------ Supplied records ------
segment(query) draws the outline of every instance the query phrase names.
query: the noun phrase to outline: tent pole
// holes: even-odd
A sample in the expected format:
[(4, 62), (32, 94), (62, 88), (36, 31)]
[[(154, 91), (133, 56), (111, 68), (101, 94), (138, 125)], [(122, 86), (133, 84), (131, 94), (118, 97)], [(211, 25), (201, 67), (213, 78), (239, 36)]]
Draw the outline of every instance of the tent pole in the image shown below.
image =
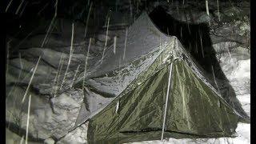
------
_Stated problem_. Return the listing above line for line and word for word, omitting the picture.

_Solution to this problem_.
segment(query) draws the outline of every instance the query phrase names.
query: the noun phrase to outline: tent pole
// holes: even-odd
A sample in the expected format:
[(4, 62), (32, 94), (62, 88), (36, 31)]
[[(154, 91), (133, 56), (111, 68), (101, 94), (138, 125)], [(122, 86), (133, 84), (131, 94), (118, 97)], [(211, 25), (201, 67), (213, 78), (239, 36)]]
Draw the outline of every instance of the tent pole in the image shown below.
image =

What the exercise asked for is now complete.